====== Quoted passage

Council Approves Sale of $330M in Bonds to Fund City Projects

Today the Council considered selling $330M in bonds to pay for projects that were approved by voters in the 2006 bond program (and some prior programs).   Bonds are just a way for the city to borrow money to pay for large projects like street improvements, police and fire stations, libraries, major park improvements, and similar infrastructure projects. 

Like any debt, the city has to repay the loan over time.  During the budget debate last fall, I expressed my concern that the city was proposing to borrow too much money, which would have result in paying millions more in debt payment the following year (compared to this year).  The debt repayment comes out of the same pot of money that is used to pay for street maintenance, police, parks, libraries, rec centers, and other basic city services.  If we have to pay more on debt repayment, and no additional tax dollars are coming into the city coffers, then we have to cut services.  Having cut services to the bone this year, it was unpalatable to me to set ourselves up for even deeper service cuts next year, to the extent we could avoid it by borrowing less this year.

I had proposed borrowing less money that still would have allowed us to move forward on many bond projects, but would not have resulted in a larger debt repayment the following year.  Only Councilmember Margolin supported my proposal.  So last fall, I ended up voting against the bond sale because it was too large and would have required the city to spend more money on debt repayment next budget year — money we just don’t and won’t have.

============

Brief
Output the part of the bond sale article between "Like any debt, the" and "less this year.", inclusive, word for word.

====== Extracted data

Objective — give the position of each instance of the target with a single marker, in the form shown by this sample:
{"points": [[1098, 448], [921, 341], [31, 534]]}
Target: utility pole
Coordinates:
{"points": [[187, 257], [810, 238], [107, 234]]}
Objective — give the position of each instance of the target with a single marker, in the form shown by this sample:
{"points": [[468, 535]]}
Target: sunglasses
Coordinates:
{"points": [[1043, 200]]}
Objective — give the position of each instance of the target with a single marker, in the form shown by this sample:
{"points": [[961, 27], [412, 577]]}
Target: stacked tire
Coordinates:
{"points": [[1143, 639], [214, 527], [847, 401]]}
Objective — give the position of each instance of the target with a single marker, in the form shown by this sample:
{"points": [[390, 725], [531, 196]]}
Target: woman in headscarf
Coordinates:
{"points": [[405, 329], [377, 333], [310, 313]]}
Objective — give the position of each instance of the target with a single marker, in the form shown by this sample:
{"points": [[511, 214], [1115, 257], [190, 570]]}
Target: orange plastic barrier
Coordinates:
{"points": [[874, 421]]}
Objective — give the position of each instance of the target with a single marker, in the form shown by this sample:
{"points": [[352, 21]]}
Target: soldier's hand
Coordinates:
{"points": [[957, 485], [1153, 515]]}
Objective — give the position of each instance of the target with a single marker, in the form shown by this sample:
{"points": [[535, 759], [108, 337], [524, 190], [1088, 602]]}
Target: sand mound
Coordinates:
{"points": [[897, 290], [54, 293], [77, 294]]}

============

Solution to the problem
Like any debt, the city has to repay the loan over time.  During the budget debate last fall, I expressed my concern that the city was proposing to borrow too much money, which would have result in paying millions more in debt payment the following year (compared to this year).  The debt repayment comes out of the same pot of money that is used to pay for street maintenance, police, parks, libraries, rec centers, and other basic city services.  If we have to pay more on debt repayment, and no additional tax dollars are coming into the city coffers, then we have to cut services.  Having cut services to the bone this year, it was unpalatable to me to set ourselves up for even deeper service cuts next year, to the extent we could avoid it by borrowing less this year.